##### MATERIAL #####
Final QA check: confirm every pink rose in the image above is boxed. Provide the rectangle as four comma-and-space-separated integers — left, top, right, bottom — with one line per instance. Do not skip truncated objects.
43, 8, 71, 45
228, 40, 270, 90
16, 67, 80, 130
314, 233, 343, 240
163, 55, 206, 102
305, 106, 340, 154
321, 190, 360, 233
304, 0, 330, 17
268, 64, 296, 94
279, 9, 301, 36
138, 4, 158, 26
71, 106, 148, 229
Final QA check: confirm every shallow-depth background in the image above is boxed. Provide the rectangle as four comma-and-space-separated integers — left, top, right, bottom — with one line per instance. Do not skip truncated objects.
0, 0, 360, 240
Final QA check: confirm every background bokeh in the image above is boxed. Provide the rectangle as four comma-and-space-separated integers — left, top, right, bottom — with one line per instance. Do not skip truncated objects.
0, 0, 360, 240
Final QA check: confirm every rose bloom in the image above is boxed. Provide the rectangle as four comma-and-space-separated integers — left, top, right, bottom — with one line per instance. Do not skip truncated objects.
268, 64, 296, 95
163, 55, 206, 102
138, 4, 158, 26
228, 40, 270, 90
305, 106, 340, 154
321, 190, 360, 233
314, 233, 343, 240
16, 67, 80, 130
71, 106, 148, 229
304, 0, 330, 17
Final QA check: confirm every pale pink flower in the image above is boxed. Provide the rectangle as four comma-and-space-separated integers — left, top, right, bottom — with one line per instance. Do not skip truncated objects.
#####
##### MATERIAL #####
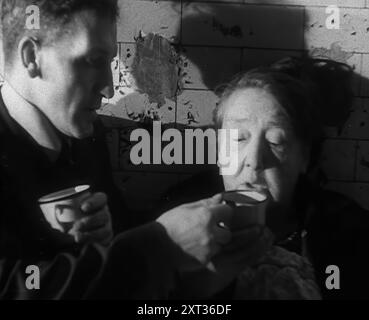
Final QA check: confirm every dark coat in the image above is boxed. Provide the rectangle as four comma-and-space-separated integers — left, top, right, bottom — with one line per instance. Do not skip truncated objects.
#####
##### MATERIAL #####
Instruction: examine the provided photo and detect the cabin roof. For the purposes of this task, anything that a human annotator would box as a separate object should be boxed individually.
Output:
#####
Copy out the lines of the material above word for word, starting at the line that contains "Final QA check: confirm every pink" and ending at the line that contains "279, 9, 301, 36".

> OUTPUT FOR THIS EXERCISE:
Final QA check: confirm every pink rose in the image above is boxed. Provide the rectangle as four comma-and-space-separated integers — left, top, right, bottom — with one line per instance. Do not skip truncated objects.
43, 8, 71, 45
228, 40, 270, 90
16, 67, 80, 130
314, 233, 343, 240
163, 55, 206, 102
305, 106, 340, 154
321, 190, 360, 233
304, 0, 330, 17
268, 64, 296, 94
279, 9, 301, 36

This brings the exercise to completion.